| THE DATA |
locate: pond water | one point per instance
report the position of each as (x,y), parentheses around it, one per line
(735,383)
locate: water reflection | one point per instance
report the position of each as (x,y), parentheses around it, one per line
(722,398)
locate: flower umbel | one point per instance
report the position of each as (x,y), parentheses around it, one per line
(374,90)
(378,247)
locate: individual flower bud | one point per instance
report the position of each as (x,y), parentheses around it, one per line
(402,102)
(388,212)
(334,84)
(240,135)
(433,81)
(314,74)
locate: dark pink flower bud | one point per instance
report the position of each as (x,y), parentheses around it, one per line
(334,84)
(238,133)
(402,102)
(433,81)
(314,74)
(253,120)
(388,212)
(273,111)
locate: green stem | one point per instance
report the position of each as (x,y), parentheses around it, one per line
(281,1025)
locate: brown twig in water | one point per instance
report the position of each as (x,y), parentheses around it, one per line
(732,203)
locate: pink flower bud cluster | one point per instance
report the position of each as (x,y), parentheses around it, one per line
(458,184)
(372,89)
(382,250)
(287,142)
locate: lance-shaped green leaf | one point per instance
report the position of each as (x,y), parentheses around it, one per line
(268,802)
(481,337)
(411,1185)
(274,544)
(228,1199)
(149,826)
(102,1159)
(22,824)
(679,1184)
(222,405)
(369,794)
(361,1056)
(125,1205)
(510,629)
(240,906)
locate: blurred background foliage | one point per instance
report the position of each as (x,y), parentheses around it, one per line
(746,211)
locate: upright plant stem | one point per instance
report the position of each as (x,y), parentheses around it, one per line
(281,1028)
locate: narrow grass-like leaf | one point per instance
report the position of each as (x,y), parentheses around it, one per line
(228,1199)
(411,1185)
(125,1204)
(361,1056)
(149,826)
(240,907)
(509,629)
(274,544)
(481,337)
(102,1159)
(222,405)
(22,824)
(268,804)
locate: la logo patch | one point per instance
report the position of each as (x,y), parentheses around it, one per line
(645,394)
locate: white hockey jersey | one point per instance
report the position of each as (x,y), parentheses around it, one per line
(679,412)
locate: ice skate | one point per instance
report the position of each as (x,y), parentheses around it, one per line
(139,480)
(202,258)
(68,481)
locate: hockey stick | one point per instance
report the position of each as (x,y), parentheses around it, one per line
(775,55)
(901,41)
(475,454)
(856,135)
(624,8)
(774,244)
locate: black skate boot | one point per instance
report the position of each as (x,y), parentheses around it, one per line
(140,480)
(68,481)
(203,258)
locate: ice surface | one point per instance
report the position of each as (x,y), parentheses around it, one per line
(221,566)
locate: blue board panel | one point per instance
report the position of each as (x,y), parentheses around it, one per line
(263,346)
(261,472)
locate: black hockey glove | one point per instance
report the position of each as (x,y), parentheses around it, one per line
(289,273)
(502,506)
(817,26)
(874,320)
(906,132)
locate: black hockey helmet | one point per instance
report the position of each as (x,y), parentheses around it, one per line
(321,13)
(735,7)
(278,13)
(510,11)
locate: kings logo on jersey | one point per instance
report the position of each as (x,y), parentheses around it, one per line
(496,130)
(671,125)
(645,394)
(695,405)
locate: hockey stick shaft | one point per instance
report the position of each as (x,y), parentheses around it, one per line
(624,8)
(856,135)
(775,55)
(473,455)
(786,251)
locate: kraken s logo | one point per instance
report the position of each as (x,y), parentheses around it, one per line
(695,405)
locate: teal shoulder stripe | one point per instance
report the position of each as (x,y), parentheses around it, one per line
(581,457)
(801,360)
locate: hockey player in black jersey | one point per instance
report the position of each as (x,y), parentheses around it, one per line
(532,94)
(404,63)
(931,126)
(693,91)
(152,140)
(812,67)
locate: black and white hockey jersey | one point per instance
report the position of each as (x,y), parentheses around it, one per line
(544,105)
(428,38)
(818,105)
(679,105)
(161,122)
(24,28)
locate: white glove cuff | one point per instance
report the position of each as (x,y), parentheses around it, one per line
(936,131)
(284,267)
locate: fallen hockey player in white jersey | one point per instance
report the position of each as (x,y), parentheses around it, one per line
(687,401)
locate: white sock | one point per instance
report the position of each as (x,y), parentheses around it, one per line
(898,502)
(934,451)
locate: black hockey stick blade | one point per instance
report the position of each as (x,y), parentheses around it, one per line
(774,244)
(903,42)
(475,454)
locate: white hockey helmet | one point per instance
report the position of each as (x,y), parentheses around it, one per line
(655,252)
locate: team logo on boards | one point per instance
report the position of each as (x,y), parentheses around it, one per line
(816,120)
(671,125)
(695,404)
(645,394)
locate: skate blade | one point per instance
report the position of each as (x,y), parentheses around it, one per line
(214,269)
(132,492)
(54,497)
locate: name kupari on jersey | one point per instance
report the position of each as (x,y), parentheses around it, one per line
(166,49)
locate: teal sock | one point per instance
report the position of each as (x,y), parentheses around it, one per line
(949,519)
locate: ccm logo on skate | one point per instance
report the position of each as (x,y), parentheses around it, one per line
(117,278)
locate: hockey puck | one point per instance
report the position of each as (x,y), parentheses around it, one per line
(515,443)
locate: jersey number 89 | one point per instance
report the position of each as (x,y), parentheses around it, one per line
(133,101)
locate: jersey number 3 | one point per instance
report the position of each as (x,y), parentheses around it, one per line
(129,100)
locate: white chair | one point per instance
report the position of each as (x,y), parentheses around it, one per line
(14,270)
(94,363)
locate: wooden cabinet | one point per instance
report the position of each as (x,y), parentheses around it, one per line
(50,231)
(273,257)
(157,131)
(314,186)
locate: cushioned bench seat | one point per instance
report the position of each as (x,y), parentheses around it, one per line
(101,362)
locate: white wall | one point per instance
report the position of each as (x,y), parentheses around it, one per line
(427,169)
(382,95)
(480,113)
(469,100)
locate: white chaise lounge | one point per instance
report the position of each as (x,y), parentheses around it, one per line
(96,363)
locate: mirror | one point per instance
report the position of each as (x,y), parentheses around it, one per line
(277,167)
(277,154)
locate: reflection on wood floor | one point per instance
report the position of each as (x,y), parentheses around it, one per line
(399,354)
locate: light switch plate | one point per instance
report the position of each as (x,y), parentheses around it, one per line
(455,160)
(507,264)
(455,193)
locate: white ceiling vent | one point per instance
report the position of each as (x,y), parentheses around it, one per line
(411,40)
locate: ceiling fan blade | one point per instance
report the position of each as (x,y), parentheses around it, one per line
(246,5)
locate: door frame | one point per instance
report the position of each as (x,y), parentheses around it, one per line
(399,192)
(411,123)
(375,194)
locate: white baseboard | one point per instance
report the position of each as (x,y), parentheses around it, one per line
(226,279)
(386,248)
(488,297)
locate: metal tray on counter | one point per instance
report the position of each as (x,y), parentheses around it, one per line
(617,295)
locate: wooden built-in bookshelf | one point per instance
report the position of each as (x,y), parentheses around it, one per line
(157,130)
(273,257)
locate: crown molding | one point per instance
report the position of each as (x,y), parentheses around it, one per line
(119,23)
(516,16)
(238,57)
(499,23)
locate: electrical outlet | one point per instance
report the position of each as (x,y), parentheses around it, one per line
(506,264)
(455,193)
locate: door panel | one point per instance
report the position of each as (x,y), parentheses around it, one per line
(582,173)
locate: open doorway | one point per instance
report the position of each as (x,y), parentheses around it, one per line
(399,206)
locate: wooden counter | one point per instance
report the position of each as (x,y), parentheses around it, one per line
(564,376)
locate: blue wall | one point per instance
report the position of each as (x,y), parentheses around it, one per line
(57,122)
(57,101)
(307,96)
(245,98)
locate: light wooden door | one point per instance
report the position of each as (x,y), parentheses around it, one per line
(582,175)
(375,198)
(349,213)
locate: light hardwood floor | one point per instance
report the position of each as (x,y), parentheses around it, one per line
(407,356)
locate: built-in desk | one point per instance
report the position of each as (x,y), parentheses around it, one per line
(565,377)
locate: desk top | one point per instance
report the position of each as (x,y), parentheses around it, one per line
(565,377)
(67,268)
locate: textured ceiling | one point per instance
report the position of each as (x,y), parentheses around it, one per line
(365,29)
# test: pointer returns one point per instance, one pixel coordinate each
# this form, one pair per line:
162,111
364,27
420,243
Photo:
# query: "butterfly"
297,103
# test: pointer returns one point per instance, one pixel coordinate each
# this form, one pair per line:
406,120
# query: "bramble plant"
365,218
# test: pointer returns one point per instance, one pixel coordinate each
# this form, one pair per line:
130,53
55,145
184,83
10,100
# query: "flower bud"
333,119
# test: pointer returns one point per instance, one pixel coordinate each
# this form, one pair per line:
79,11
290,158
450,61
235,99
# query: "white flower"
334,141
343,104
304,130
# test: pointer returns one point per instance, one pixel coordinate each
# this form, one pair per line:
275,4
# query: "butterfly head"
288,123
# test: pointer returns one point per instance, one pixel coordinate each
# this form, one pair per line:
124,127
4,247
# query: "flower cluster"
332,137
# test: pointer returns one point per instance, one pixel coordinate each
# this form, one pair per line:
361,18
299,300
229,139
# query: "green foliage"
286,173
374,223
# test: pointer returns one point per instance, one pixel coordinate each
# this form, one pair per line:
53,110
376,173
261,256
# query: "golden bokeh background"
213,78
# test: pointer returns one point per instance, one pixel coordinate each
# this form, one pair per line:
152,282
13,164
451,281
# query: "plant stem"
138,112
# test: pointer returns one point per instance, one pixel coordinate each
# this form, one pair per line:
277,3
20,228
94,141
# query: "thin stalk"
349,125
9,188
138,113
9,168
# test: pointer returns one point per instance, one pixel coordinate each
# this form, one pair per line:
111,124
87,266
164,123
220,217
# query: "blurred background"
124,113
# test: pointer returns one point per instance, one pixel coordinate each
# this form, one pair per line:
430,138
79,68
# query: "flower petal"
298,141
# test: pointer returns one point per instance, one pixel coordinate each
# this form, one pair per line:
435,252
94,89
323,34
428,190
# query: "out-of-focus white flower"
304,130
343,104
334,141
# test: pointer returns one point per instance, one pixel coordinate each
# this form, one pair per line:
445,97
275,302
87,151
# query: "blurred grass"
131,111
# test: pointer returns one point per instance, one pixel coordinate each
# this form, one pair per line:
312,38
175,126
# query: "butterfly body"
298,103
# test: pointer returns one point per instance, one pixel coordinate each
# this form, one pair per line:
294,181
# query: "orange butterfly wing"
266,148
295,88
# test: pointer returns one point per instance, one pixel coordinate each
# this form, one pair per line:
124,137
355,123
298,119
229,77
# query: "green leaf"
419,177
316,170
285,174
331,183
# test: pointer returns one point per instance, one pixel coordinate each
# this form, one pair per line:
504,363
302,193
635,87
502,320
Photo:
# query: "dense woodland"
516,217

| TASK PROMPT |
Where the line holding "locate: open doorway | one point per instance" appears in the listing above, start reproducing exactly, and end with the line holding "locate: desk top | one point per instance".

| ANSWER FOR THIS EXERCISE |
locate: open doorway | one point per instance
report the position of each as (x,y), parentheses around it, one per line
(399,206)
locate: wooden counter | one point per instance
report the position of each as (x,y), parentheses around it, one per line
(564,376)
locate: blue wall | one point per instance
report the position of each as (x,y), parentheses around it, one per line
(57,122)
(57,101)
(307,96)
(245,98)
locate: light wooden door | one point per instance
report the position of each as (x,y), parentheses around it, one per line
(582,175)
(375,198)
(349,213)
locate: light hardwood floor | one point per instance
report the position of each as (x,y), parentheses around it, one per line
(407,356)
locate: built-in desk | one point per instance
report the position of each as (x,y), parentheses around it, one per line
(565,377)
locate: desk top | one point per instance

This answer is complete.